▶ _Source text_
== Segment start ==
Summing up, hot/dry gas cleaned FBS gasifier product gases seem to be the most promising biomass gasification fuels for SOFCs. However, the gas compositions used for experimental investigations in this work are defined to ensure validity of the results for both gasifier configurations (FBS and FDA).

1.2.4 Operating temperature

As stated in [3, 33], the highest electric efficiency of a gasifier-SOFC system can be reached with hot/dry gas cleaning. To ensure a high deposition rate of contaminants like sulfur or chlorine compounds in adsorption cleaners, gas temperatures have to stay below ca. 600 °C [29]. As a result, SOFC operating temperatures as low as possible would be beneficial for the system efficiency as less heat has to be used for re-heating the cleaned product gas for SOFC operation. However, the ion conductivity of an electrolyte material decreases with increasing temperature. Due to the thicker electrolyte layer, ESCs require higher operating temperatures than ASCs to keep ohmic resistances low. As an Ni/GDC ESC was used for the experiments, an operating temperature of 850 °C was chosen to ensure low ohmic resistances. Moreover, higher operating temperatures decrease the risk of carbon depositions as presented in [40] as well as catalyst poisoning shown in [44] for sulfur compounds.
== Segment end ==
▶ _Collected data entries_
== Segment start ==
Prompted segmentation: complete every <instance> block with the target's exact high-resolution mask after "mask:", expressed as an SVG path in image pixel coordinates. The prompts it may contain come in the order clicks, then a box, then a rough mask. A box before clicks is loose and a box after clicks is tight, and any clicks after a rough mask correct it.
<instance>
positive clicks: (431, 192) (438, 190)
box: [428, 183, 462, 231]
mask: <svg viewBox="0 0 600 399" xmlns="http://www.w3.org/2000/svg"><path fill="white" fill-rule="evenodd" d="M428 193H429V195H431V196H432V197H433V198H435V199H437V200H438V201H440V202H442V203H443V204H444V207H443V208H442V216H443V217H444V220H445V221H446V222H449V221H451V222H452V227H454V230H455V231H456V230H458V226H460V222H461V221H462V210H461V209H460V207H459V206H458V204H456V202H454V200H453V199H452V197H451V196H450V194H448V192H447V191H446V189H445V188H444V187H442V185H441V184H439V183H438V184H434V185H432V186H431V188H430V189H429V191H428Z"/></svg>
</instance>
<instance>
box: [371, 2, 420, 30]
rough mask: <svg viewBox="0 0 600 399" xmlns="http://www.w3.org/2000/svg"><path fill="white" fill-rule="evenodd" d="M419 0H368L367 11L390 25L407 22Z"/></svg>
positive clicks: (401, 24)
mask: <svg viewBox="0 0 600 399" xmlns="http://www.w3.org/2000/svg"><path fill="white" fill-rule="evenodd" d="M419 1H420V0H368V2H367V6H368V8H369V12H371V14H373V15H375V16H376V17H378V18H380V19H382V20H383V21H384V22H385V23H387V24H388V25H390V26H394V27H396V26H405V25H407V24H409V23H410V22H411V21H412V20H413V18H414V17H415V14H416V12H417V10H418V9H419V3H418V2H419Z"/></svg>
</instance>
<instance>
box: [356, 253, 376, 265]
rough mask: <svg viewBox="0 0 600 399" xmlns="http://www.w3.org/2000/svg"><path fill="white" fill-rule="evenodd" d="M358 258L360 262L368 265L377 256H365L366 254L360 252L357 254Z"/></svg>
== Segment end ==
▶ _Task 1_
In the SOFC operating temperature text, what operating temperature was chosen for the experiments with the Ni/GDC ESC?
▶ _Task 2_
Please state whether each statement agrees with the SOFC operating temperature text, answering yes or no and quoting the deciding words: (a) To ensure a high deposition rate of contaminants in adsorption cleaners, gas temperatures must stay below about 600 °C. (b) ASCs require higher operating temperatures than ESCs. (c) Higher operating temperatures raise the risk of carbon depositions.
▶ _Task 3_
Continue the SOFC operating temperature text from its final sentence.
The listing above is separate material from the SOFC operating temperature text.

▶ _Reply 1_
850 °C

▶ _Reply 2_
(a) Yes: "gas temperatures have to stay below ca. 600 °C"
(b) No: "ESCs require higher operating temperatures than ASCs"
(c) No: "higher operating temperatures decrease the risk of carbon depositions"

▶ _Reply 3_
1.3 Scope of work

This work aims to quantify the influence of main gas components from biomass gasification (H2, CO, CH4, CO2, H2O, N2) on the performance of an Ni/GDC ESC with industrial-relevant size. Results are then used to define gas composition parameters beneficial to enhance cell performance and efficiency for this promising cell configuration for available biomass gasifier configurations. Moreover, the possible risk of degradation caused by fuel electrode re-oxidation in a steam-rich atmosphere, which is a major concern in literature, is evaluated via a 500 h stability experiment. The risk of degradation by carbon depositions is neglected in this case due to the high steam to carbon ratio when a steam-rich gas composition is used. The obtained results will help bringing SOFCs as power generators in biomass-based combined-heat-power systems one step closer to commercialization.

2 Experimental

2.1 Assembly and start up procedure

An industrial-size (10 × 10 cm2) ESC SOFC with 80 cm2 active surface was used for the experimental investigations. The cell consisted of a 40 μm Ni/GDC anode, a 45 μm lanthanum strontium manganite (LSM) cathode and a 165 μm scandia stabilized zirconia (SSZ) electrolyte. A detailed description of the cell structure and materials can be found in [45] as well as in [46]. The cell was placed in an alumina housing developed in-house with nickel and platinum meshes used for the electrical contacting of anode and cathode, respectively. Further information of the alumina cell holder design can be found elsewhere [32]. The alumina cell housing enables EIS measurements with minimal cross influences from the periphery to ensure an accurate representation of electrochemical cell characteristics. Gas tightness between the anode and cathode side was ensured by using G018-394 glass powder from SCHOTT AG as sealing compound at the outer edges of the cell. The cell holder was placed in the furnace of a test rig shown in Fig. 3. A gas conditioning system was used to apply dry or humidified gas mixtures containing N2, H2, H2O, CO, CO2, and CH4 to the cell. Gas cylinders were supplied by AirLiquide AG. Humidification of the anodic gas flow was realized with a bubbler system.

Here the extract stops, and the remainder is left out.